Required work:
Whenever a line in the entries includes the word "face", copy that line out.

----------

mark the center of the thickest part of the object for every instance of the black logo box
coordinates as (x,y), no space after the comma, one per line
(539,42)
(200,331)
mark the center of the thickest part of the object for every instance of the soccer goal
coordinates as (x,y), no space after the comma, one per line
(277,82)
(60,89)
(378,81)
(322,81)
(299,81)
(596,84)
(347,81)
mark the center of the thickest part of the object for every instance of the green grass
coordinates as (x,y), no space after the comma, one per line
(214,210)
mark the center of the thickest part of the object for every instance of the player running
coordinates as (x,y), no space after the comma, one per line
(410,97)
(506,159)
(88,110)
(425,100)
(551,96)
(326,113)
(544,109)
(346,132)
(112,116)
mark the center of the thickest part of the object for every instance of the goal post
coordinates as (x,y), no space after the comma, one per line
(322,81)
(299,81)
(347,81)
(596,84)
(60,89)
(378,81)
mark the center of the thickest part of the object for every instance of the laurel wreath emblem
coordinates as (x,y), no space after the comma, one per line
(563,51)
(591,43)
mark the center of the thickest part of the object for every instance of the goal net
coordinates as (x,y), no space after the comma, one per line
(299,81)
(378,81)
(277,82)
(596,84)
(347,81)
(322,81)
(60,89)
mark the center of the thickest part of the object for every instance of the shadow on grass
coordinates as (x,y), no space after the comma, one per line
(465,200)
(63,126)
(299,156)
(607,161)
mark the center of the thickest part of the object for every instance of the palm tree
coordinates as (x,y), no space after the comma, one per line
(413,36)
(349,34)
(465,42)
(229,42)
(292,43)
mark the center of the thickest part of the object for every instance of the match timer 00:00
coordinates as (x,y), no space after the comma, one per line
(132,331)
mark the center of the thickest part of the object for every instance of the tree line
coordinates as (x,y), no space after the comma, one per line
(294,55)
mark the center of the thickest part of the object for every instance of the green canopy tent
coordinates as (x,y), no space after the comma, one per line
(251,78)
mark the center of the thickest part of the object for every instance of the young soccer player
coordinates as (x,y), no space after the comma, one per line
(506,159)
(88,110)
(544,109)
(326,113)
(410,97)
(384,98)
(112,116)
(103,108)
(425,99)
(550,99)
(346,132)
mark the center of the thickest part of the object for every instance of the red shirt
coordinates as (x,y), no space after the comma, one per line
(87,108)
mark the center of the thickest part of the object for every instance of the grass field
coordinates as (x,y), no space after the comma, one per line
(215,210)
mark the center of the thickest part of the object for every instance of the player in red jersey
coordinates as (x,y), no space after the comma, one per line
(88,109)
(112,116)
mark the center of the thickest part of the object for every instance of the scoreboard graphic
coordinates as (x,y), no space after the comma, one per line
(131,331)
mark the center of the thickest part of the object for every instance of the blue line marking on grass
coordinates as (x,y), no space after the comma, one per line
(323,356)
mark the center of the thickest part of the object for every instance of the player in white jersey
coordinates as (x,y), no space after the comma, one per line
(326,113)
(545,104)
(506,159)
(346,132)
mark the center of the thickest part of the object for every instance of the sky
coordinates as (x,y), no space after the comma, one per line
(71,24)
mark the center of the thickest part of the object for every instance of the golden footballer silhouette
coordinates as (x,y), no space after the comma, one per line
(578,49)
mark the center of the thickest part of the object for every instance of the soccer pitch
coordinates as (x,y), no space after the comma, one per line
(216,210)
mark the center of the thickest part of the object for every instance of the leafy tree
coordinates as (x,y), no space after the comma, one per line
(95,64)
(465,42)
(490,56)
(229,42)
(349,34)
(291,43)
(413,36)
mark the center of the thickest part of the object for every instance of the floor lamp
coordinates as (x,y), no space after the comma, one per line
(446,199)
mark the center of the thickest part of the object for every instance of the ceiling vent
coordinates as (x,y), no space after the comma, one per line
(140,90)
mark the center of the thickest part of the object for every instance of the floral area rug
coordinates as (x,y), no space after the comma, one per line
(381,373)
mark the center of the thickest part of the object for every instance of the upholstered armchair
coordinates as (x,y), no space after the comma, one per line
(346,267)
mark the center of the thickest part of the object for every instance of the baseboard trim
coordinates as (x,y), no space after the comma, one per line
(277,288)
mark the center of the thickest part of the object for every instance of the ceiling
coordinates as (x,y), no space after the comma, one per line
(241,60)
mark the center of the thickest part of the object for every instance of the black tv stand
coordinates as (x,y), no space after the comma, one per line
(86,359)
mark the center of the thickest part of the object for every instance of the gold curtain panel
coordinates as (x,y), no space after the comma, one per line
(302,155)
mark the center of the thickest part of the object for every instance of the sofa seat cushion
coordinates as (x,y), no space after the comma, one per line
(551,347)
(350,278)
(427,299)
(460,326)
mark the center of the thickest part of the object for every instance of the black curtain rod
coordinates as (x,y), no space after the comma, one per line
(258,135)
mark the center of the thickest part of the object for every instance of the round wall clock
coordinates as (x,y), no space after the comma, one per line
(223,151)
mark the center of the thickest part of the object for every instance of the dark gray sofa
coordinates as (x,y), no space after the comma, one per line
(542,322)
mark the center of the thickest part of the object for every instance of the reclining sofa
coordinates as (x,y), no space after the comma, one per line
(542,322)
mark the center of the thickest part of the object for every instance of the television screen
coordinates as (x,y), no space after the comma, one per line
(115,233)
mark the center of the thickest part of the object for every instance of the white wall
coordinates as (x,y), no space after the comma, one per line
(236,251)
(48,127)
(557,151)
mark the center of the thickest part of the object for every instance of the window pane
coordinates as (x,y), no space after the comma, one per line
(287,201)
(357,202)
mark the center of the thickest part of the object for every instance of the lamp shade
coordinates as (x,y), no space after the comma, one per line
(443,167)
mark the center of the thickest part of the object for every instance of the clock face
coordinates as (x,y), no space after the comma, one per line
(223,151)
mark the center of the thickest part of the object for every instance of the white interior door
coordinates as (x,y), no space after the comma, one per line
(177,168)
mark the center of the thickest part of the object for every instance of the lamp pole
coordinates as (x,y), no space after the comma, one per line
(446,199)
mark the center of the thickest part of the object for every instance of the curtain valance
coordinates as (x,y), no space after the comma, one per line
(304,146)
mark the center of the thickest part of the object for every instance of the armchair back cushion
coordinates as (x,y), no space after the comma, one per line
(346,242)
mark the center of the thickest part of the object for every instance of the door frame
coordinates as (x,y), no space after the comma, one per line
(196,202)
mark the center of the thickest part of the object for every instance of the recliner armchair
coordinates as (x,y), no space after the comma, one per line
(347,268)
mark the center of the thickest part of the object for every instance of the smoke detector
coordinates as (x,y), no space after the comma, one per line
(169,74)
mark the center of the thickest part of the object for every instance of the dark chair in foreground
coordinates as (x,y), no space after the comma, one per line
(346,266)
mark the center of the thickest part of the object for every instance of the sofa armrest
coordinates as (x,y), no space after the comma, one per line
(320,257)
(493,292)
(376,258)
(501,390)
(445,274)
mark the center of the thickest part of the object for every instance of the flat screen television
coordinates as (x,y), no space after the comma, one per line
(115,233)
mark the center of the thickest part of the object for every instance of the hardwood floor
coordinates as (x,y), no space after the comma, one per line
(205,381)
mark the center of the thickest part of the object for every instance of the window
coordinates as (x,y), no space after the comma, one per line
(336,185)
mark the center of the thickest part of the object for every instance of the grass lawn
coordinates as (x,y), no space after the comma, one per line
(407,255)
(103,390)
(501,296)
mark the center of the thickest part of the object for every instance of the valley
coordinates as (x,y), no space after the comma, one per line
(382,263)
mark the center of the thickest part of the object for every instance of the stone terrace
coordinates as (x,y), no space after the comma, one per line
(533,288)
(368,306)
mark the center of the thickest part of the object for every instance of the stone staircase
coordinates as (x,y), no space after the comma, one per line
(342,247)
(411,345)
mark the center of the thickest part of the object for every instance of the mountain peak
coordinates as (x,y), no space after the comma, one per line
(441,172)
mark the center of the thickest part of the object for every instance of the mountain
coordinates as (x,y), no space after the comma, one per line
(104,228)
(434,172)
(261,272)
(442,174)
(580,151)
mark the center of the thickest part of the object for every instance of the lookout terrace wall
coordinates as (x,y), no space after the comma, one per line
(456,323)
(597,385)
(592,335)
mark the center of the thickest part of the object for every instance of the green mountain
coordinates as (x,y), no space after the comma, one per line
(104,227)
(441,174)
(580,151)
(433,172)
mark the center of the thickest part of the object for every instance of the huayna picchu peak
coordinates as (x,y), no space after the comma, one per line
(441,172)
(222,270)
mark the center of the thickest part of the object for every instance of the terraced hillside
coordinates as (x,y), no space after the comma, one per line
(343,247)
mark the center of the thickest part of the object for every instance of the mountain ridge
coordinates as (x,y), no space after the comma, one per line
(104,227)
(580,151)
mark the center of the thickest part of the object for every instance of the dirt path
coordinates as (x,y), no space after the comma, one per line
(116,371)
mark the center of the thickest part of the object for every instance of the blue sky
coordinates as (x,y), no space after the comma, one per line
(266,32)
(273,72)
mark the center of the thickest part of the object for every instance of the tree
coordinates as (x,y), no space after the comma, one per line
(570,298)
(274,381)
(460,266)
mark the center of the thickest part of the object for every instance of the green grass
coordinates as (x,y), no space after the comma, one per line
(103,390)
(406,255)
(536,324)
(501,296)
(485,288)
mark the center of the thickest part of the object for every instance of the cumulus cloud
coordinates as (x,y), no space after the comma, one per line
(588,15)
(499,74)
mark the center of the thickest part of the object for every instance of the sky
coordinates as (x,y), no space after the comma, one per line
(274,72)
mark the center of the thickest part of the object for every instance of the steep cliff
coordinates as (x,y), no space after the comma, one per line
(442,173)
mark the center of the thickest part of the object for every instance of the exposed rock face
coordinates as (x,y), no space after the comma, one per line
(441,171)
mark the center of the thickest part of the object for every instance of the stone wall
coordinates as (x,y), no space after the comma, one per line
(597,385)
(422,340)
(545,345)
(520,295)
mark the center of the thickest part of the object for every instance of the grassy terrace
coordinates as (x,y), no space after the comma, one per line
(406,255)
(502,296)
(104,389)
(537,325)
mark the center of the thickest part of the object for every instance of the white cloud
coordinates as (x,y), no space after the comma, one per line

----------

Answer to this task:
mark the center of the thickest part of the object for every instance of the clock face
mark the center of the thickest part of the object for every instance of the exposed rock face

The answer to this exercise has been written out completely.